Data to process
^^^^^^^^
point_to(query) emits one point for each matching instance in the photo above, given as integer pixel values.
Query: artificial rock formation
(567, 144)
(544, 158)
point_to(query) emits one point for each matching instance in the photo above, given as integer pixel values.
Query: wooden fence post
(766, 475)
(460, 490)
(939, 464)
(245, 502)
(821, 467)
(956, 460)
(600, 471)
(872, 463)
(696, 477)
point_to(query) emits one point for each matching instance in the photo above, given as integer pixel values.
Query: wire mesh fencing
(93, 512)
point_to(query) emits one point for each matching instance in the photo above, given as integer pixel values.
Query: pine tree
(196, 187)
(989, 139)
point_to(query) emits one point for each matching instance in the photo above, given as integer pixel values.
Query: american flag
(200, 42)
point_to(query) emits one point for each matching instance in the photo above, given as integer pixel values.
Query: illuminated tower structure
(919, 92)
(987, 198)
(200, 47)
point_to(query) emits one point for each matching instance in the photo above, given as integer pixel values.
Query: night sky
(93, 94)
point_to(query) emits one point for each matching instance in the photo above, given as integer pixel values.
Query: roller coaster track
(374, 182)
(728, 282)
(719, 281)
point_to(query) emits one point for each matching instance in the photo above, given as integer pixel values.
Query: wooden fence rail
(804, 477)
^^^^^^^^
Task to carry out
Find "Query: night sky" in the records above. Repeat its line and every later line exactly, through the last one.

Response below
Query: night sky
(93, 94)
point_to(query) emits one point for each matching instance in the photo above, given as integer pixel values.
Query: roller coaster track
(374, 182)
(728, 282)
(719, 281)
point_to(query) emits one point for each matching instance in the photo above, given as integer pixel values.
Query: wooden fence rail
(804, 477)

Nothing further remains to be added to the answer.